Collection entries:
>>>>

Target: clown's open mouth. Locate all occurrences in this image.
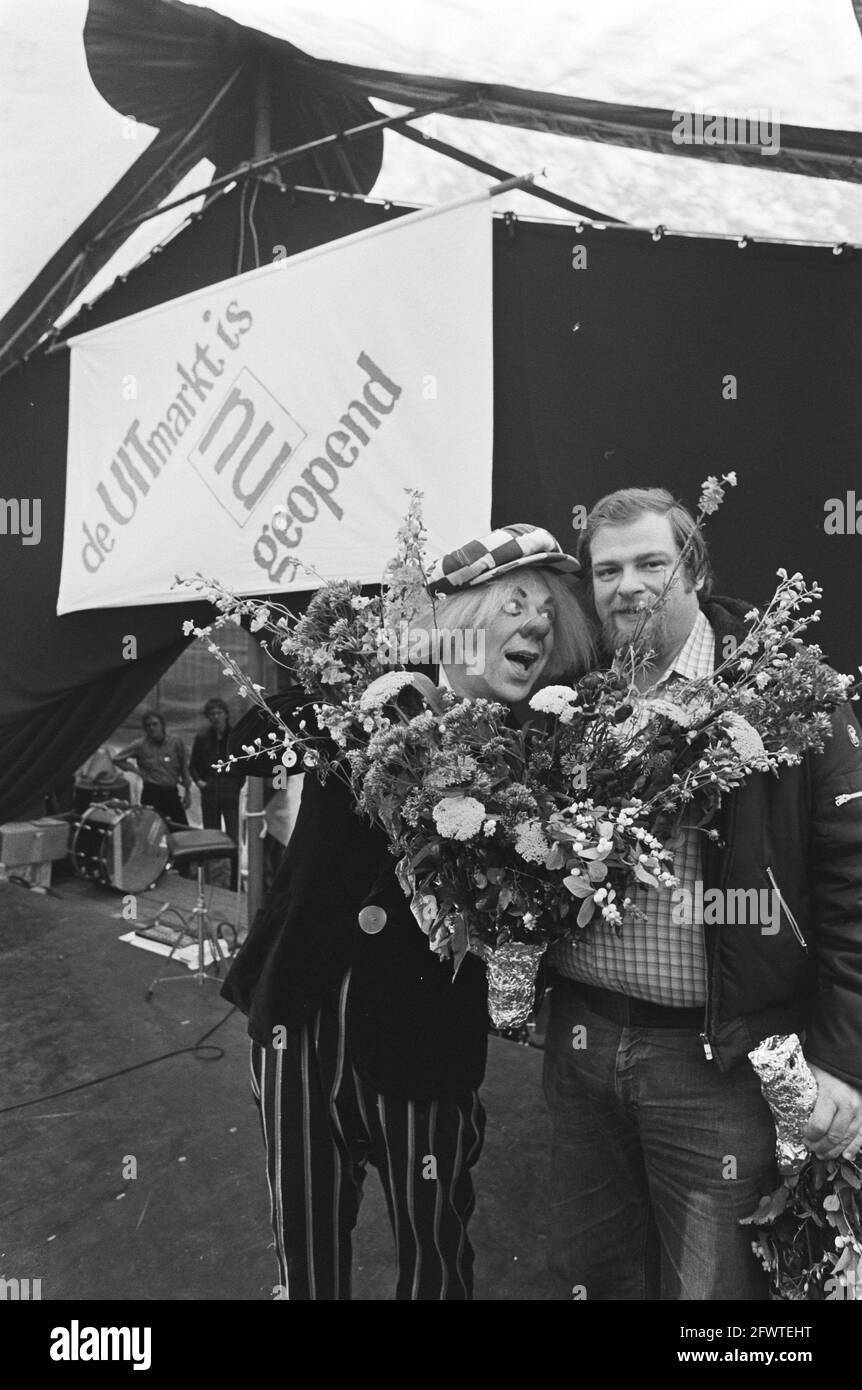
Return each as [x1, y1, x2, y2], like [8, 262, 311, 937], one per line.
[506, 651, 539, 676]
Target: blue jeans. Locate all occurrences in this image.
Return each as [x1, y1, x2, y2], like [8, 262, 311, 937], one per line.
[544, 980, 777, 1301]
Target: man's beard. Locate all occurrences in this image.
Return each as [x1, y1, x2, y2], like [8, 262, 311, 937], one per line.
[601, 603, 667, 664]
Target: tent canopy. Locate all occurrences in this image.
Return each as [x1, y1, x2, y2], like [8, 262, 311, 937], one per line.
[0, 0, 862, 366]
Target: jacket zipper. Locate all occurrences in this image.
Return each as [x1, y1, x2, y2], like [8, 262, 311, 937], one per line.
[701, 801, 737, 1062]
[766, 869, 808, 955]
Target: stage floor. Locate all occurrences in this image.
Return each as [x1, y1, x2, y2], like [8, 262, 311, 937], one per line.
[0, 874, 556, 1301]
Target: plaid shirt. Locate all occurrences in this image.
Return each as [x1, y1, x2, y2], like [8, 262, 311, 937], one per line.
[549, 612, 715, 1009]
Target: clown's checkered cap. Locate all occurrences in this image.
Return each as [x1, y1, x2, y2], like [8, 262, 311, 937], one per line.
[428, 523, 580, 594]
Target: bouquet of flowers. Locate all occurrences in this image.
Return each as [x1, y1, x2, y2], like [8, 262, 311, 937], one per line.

<<<<

Rewrite the data above with "Target" replaced by "Object" wherever it occurs and everything else left unchanged. Leave the pictures out.

§ Solved problem
Object: clown's open mouth. Locate all occurrences in this image.
Return each as [x1, y1, x2, y2], like [8, 262, 311, 937], one per line.
[506, 651, 539, 676]
Object: blue jeans. Locate all occurrences in this image.
Return each as [x1, y1, x2, y2], like [8, 262, 311, 937], one per line.
[544, 980, 777, 1301]
Object: man's beard. Locate all occurrences in this image.
Return each as [x1, y1, x2, y2], like [8, 262, 311, 937], one per line.
[601, 603, 667, 664]
Object: tent canopy. Locate all occurrences in this image.
Return each as [x1, y1, x2, y2], like [8, 262, 311, 937], one per line.
[0, 0, 862, 366]
Object: jacket zipper. Locate all occurrences in this image.
Return each as [x1, y1, x2, y2], like [8, 262, 311, 937], one per line.
[701, 801, 737, 1062]
[766, 869, 808, 955]
Object: stage floor. Locate all occurrences in this image.
Return each as [x1, y1, x2, y2], like [8, 262, 311, 937], one per line.
[0, 874, 556, 1301]
Object: plaid shirt. Locate all occurrences in this image.
Return each as [x1, y1, x2, y2], like [8, 262, 311, 937], one per line.
[549, 612, 715, 1009]
Object: clown's checkered cap. Locate all occurrences in this image.
Return each as [x1, y1, x2, y2], like [8, 262, 311, 937], one per line.
[428, 523, 580, 594]
Object: bouquet of flowers. Locate all occurrences in this image.
Return each as [x1, y1, x2, y2], like [8, 262, 311, 937], one per line.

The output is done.